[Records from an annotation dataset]
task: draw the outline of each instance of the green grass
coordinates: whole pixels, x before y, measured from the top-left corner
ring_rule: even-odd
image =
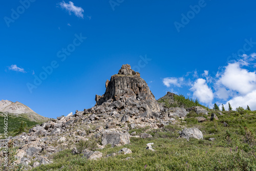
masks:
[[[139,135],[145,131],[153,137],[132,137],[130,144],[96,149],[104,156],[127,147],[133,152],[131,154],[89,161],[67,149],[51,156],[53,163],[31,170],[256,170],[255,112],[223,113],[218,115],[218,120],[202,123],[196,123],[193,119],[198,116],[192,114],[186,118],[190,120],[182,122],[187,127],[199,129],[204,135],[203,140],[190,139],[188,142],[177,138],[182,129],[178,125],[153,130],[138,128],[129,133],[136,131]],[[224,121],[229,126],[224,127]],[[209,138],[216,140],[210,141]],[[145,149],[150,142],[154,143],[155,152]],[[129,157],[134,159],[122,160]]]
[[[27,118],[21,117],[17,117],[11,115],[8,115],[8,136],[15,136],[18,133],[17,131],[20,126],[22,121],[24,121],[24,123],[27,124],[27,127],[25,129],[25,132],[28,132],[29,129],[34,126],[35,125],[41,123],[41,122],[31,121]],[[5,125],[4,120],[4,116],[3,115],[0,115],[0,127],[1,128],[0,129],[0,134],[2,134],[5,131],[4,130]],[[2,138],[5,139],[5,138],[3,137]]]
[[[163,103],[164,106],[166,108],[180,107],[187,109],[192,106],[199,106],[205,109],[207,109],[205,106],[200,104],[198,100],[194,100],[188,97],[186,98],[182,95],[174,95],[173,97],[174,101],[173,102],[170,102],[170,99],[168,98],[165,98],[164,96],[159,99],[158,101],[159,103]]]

**To do**
Copy the records above without changing a character, but leave out the pictures.

**Exercise result**
task: draw the outline of each instance of the green grass
coordinates: whole pixels, x before y, measured from the top-left corner
ring_rule: even-odd
image =
masks:
[[[139,135],[145,131],[153,137],[132,137],[130,144],[96,149],[104,156],[127,147],[133,152],[131,154],[89,161],[67,149],[51,156],[53,163],[31,170],[256,170],[255,112],[223,113],[218,115],[218,120],[202,123],[196,123],[193,119],[198,116],[192,114],[186,118],[190,120],[182,122],[187,127],[199,129],[204,135],[203,140],[190,139],[188,142],[177,138],[182,129],[178,125],[153,130],[138,128],[129,133],[136,131]],[[224,121],[229,126],[224,127]],[[209,138],[216,140],[210,141]],[[145,149],[150,142],[154,143],[155,152]],[[129,157],[134,159],[122,160]]]
[[[27,118],[21,117],[17,117],[11,115],[8,115],[8,136],[15,136],[18,133],[17,131],[20,126],[22,121],[24,121],[24,123],[27,124],[27,127],[25,129],[25,132],[28,132],[29,129],[34,126],[35,125],[41,123],[41,122],[31,121]],[[5,125],[4,120],[4,116],[3,115],[0,115],[0,127],[1,128],[0,129],[0,134],[2,134],[5,131],[4,130]],[[2,138],[5,139],[5,138],[3,137]]]
[[[163,103],[164,106],[166,108],[180,107],[187,109],[192,106],[199,106],[205,109],[207,109],[205,106],[200,104],[198,100],[194,100],[188,97],[186,98],[182,95],[174,95],[173,97],[174,101],[173,102],[170,102],[170,99],[168,98],[165,98],[164,96],[159,99],[158,101],[159,103]]]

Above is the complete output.